>> Begin Material for this task

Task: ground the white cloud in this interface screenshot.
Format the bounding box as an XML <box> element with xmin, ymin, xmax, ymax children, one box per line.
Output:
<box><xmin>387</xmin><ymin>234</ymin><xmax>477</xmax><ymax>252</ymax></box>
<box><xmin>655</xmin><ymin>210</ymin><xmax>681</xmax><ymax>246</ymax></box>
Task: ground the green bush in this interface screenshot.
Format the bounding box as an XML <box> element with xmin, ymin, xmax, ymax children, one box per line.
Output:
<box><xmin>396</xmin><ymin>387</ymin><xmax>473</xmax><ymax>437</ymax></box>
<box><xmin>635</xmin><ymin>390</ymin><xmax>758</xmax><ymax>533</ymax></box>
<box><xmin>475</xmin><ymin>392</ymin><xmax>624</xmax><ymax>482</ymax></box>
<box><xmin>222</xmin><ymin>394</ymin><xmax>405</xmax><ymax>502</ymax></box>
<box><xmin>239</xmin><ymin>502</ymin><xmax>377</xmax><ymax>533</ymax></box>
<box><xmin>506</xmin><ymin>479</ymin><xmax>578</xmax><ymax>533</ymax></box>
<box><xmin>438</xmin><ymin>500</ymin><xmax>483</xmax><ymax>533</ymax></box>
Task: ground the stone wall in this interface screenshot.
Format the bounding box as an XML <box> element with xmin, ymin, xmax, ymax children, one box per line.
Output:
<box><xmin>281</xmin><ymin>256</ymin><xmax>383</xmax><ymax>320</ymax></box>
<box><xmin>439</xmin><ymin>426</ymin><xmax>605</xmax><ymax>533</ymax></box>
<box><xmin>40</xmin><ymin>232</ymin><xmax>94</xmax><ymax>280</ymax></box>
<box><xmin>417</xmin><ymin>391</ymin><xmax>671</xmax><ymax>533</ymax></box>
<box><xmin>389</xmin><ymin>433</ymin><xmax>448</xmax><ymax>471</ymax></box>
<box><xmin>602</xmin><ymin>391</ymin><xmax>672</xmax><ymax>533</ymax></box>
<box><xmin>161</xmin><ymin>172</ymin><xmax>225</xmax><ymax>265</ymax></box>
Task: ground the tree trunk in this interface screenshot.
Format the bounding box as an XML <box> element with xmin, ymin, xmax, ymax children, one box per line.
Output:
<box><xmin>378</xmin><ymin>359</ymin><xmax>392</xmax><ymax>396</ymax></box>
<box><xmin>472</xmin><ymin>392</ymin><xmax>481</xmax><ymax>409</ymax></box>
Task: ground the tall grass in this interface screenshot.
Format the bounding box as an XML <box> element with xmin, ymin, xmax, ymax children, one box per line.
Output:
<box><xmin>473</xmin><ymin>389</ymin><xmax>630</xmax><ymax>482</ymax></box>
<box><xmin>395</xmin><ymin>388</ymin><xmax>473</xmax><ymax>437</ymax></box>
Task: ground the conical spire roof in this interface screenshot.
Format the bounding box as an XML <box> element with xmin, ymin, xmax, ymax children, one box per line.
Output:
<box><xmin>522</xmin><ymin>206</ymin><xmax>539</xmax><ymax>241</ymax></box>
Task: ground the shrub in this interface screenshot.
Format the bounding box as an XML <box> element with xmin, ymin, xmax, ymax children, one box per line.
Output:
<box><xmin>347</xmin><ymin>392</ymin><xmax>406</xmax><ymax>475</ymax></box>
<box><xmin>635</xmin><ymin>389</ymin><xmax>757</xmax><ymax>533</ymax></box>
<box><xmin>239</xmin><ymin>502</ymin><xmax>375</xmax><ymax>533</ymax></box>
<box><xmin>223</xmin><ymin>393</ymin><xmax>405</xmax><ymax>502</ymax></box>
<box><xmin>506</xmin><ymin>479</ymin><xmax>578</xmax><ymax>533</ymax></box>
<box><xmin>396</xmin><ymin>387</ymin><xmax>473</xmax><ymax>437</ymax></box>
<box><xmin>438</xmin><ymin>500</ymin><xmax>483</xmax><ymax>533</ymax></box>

>> End Material for this task

What you will do: Shift every bounding-box coordinate in the output lines up by 93. Rewrite all lines, keeping the instruction lines unchanged, starting with the line containing "Task: ground the conical" and going on through the end of the rows.

Written answer:
Task: ground the conical spire roof in this interface screenshot.
Format the bounding box as an XML <box> element with xmin, ymin, xmax, ymax children, one box per line.
Output:
<box><xmin>615</xmin><ymin>299</ymin><xmax>632</xmax><ymax>334</ymax></box>
Task: ground the shrub in this interface screenshot.
Format the bounding box as an XML <box> element with xmin, ymin, xmax, ymax children, one box per line.
Output:
<box><xmin>440</xmin><ymin>485</ymin><xmax>499</xmax><ymax>568</ymax></box>
<box><xmin>728</xmin><ymin>482</ymin><xmax>850</xmax><ymax>626</ymax></box>
<box><xmin>332</xmin><ymin>595</ymin><xmax>468</xmax><ymax>626</ymax></box>
<box><xmin>316</xmin><ymin>486</ymin><xmax>498</xmax><ymax>595</ymax></box>
<box><xmin>599</xmin><ymin>572</ymin><xmax>671</xmax><ymax>626</ymax></box>
<box><xmin>489</xmin><ymin>480</ymin><xmax>566</xmax><ymax>530</ymax></box>
<box><xmin>531</xmin><ymin>593</ymin><xmax>576</xmax><ymax>626</ymax></box>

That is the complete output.